* What you need to do:
Reproduce each line of the data exactly as it is.

* Data for processing:

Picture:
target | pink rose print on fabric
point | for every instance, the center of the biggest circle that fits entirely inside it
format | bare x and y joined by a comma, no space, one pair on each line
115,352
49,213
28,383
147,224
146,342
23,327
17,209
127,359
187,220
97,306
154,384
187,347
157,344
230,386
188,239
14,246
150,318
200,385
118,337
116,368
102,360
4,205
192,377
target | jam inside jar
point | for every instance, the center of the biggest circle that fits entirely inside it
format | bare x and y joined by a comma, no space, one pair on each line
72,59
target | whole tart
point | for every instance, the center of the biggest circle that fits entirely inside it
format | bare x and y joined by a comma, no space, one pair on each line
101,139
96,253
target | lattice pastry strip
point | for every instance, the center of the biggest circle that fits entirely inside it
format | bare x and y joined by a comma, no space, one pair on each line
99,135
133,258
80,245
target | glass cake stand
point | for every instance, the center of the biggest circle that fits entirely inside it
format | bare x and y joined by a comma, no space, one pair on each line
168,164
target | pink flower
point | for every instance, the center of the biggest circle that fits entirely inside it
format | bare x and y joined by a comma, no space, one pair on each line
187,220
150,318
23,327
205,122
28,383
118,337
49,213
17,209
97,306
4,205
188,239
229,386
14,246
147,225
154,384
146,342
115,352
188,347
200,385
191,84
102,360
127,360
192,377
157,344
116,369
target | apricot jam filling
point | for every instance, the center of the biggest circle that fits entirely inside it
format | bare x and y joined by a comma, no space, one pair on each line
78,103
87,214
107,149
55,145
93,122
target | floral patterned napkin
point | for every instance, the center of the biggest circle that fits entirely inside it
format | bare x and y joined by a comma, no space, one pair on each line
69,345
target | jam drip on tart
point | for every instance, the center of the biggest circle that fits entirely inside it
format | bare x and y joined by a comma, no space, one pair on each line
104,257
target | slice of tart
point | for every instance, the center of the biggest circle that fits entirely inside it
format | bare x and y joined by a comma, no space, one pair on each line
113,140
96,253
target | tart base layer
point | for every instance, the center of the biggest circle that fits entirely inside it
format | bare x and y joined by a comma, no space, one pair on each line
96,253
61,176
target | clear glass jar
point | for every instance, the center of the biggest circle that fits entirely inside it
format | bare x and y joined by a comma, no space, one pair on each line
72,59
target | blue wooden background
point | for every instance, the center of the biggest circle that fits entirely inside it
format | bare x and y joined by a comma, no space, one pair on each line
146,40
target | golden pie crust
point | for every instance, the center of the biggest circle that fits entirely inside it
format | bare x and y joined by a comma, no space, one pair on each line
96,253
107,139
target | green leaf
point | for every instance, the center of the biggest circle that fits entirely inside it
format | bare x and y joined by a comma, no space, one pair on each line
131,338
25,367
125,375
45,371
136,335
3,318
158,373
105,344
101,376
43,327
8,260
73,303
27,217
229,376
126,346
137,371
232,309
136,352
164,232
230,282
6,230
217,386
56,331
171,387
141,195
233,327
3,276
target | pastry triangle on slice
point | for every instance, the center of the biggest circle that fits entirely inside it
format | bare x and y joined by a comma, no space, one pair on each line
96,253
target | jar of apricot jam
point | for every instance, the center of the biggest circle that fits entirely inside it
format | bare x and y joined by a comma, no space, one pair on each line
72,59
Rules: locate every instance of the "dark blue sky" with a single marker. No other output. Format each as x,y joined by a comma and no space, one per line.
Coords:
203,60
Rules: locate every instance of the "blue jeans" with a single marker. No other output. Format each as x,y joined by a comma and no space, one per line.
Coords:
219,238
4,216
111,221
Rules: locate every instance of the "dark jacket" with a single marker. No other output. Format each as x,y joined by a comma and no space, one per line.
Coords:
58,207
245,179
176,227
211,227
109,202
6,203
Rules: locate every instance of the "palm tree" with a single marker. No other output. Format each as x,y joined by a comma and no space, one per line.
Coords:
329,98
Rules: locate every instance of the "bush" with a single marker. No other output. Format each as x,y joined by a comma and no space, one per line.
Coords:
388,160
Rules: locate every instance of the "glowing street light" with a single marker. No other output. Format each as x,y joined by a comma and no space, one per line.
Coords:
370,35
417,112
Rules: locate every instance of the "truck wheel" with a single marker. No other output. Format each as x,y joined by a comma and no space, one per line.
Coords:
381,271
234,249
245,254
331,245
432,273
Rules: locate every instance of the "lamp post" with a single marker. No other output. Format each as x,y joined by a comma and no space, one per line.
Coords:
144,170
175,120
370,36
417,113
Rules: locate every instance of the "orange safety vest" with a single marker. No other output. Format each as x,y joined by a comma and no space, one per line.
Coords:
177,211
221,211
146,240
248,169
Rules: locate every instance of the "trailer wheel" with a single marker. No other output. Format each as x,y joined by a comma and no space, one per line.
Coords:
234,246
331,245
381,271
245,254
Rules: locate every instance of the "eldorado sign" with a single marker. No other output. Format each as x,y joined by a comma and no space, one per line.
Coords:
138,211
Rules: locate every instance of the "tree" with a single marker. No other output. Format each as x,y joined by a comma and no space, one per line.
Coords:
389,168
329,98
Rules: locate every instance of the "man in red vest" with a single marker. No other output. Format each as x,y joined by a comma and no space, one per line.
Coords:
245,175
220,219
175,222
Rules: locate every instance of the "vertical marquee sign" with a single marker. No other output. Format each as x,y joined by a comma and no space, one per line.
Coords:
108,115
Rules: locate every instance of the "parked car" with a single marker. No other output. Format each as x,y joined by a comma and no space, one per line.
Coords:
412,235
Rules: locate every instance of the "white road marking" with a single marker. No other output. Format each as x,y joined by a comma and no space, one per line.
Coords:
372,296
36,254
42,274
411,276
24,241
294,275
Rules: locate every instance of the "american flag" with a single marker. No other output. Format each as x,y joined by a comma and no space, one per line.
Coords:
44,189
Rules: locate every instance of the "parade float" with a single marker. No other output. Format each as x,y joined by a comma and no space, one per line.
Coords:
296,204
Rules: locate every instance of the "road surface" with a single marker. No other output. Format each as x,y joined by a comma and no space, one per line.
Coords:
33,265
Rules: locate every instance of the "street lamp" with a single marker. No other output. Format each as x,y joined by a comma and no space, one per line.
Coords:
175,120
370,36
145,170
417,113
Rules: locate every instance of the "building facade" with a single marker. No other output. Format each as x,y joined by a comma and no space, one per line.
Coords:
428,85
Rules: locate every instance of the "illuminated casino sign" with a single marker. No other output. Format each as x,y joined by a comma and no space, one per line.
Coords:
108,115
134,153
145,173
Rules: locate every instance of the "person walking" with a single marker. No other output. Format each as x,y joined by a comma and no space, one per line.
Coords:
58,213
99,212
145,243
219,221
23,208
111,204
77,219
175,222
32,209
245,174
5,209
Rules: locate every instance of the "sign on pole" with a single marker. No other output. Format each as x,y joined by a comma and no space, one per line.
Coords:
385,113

* Response below:
Picture:
target | pink rose print on fabric
point | for every instance, the center of the biggest circle that fits entirely inside it
format | bare x and y joined by a comma, no space, one pair on each line
115,352
49,213
28,383
147,224
146,342
23,327
17,209
127,359
187,220
97,306
154,384
187,347
157,344
230,386
188,239
14,246
150,318
200,385
118,337
116,368
102,360
4,205
192,377
target | jam inside jar
point | for every instance, the center of the biggest circle that fits entirely inside it
format | bare x and y joined by a comma, no space, one pair on each line
72,59
target | whole tart
point | for every instance, the center of the biggest circle that fits entirely inside it
format | bare x and y joined by a comma, no space, one pair on each line
101,139
96,253
target | lattice pastry strip
point | for every instance, the center of the biggest circle that fits entirely inside it
format | bare x and y joined by a comma, no space, one pair on each line
99,135
133,258
80,245
target | glass cake stand
point | for every instance, the center of the biggest circle that fits entirely inside it
format | bare x and y joined by a comma, no space, one pair on each line
168,164
target | pink flower
point | for every instance, the center of the biggest circle that fits entirely inside it
format | bare x and y joined by a comma, no space, one pair on each line
187,220
150,318
23,327
205,122
28,383
118,337
49,213
17,209
97,306
4,205
188,239
229,386
14,246
147,225
154,384
146,342
115,352
188,347
200,385
191,84
102,360
127,360
192,377
157,344
116,369
target | apricot jam filling
point | for every instance, the center of the biggest circle that fits entirely inside it
format | bare x and y joined by a comma, no space, one pair on each line
78,103
87,214
107,149
55,145
93,122
target | floral patterned napkin
point | for every instance, the center of the biggest circle that fits entirely inside it
format | bare x and y joined by a comma, no space, one pair on each line
69,345
target | jam drip on tart
point | for every instance, the center of the biggest circle that fits entirely inside it
format | bare x and y joined by a comma, no space, one pair on each line
104,257
target | slice of tart
point | for every instance, the center of the biggest circle that fits entirely inside it
format | bare x and y joined by a comma, no space, one pair on each line
113,140
96,253
target | tart base layer
point | for every instance, the center of the biggest circle that fits entirely inside it
format | bare x and y joined by a comma, no space, one pair on each line
96,253
61,176
target | clear glass jar
point | for every instance, the center of the biggest circle that fits entirely inside it
format | bare x and y joined by a comma, no space, one pair on each line
72,59
target | blue wooden background
point | for every instance, the center of the biggest circle that fits entirely inside it
format | bare x and y joined by a comma, no space, one pair on each line
146,40
target | golden pie crust
point | for every instance, the center of the biggest circle that fits entirely inside it
format | bare x and y joined by a comma, no space, one pair on each line
96,253
107,139
target | green leaf
point | for every instance, the center of the biggest circle that fits entirely inside it
format | bare x and y joined by a comma, no space, one pair on each line
131,338
25,367
125,375
45,371
136,335
3,318
158,373
105,344
101,376
43,327
8,260
73,303
27,217
229,376
126,346
137,371
232,309
136,352
164,232
230,282
6,230
217,386
56,331
171,387
141,195
233,327
3,276
target | pastry triangle on slice
point | for every instance, the center of the biggest circle that fits entirely inside it
format | bare x and y joined by a comma, no space, one pair on each line
96,253
target | jar of apricot jam
point | for every instance, the center of the biggest circle that fits entirely inside it
format | bare x and y joined by a comma, no space, one pair on each line
72,59
Rules: locate every instance of the "dark blue sky" with a single marker. No other output. Format each as x,y joined by a comma and no space, one per line.
Coords:
203,60
Rules: locate every instance of the "blue jeans" with a single marker. No other output. Format each as x,y joined by a comma and no space, one per line.
Coords:
219,238
4,216
111,221
Rules: locate every instance of the "dark jacket" with a single marker. No other output. Format each as x,y joined by a comma and no space, one per line.
Coords:
58,207
245,179
176,227
211,227
109,202
6,203
Rules: locate every instance of the "palm tree" with a single marker. No other output. Format each as x,y joined by a comma and no space, one per line.
Coords:
329,98
Rules: locate every instance of the "bush" with a single marker. No other output. Format each as x,y joined by a comma and no space, one per line.
Coords:
388,160
Rules: locate every instance of the "glowing street light" with a single marker. No other output. Format each as x,y joined by a comma and no space, one per line.
Coords:
370,35
417,112
Rules: locate every instance of the "truck wheel" with a single marker. No other output. Format each as x,y joined by a comma and no space, one per line.
Coords:
381,271
234,249
245,254
331,245
432,273
Rules: locate every instance of the "lamp post" with a single marker. No other output. Format each as x,y joined by a comma and no space, one per line.
Coords:
144,170
175,120
370,36
417,113
Rules: locate every instance of the "orange safety vest" with a single marker. No other output. Format each as x,y joined by a comma and no space, one per line.
Coords:
177,211
221,211
146,240
248,169
Rules: locate every instance of the "trailer wheel" with a single marker. No other output. Format each as x,y joined by a comma and no space, one per line.
Coords:
234,246
331,245
381,271
245,254
Rules: locate every instance of the "eldorado sign" with a single marker. No other output. Format each as x,y joined by a comma and no space, one per line.
Coords:
138,211
Rules: locate every instance of the "tree" with a single marker. No other output. Format each as x,y joined by a comma and no space, one per line.
Coords:
389,168
329,98
Rules: locate every instance of the "man in red vest" with a single marker. No other output. Format each as x,y joined by a comma and no space, one per line.
Coords:
245,175
220,219
175,222
Rules: locate every instance of the "vertical marquee sign" with a single marker. No other output. Format each as x,y joined by a comma and no space, one per line.
Coords:
108,115
Rules: locate every instance of the "parked car" with a single marker. No other output. Format each as x,y joined by a comma and no space, one per line.
Coords:
412,235
Rules: locate every instance of the "white road marking" with a single marker. No other output. Format each as x,y joined by a comma and no space, one per line.
Coords:
372,296
36,254
42,274
411,276
24,241
294,275
Rules: locate every instance of the "american flag" with a single marker. No other output. Format each as x,y joined by a comma and no space, one per line.
Coords:
44,189
Rules: locate every instance of the "parade float" with a single marker. No other output. Format each as x,y joined by a comma and no space, one per line.
Coords:
296,204
Rules: locate every instance of the "road surface" with a single marker. No other output. Format each as x,y joined by a comma and no space, one per line.
Coords:
33,265
Rules: locate every instance of the "street lamp" with a single marker. No other output. Format each as x,y joined by a comma and no space, one per line.
Coords:
175,120
370,36
145,170
417,113
Rules: locate every instance of the "building facade" with a single marker. No other output. Format each as x,y joined by a comma and no space, one per line.
Coords:
428,85
Rules: locate every instance of the "illuminated casino sign" with a single marker. No other output. Format each as x,y joined by a comma and no space, one per line.
Coords:
108,115
134,153
145,173
Rules: locate every instance of the "person walking" with a single marker. No other output. Format each as x,y joined by a comma and no space, one per line.
Coords:
58,213
99,212
145,243
219,221
23,208
111,204
77,219
175,222
32,209
245,174
5,209
Rules: locate every instance of the "sign on pole" with a single marker. No other output. Format each as x,y joined by a comma and no space, one per line.
Coords:
385,113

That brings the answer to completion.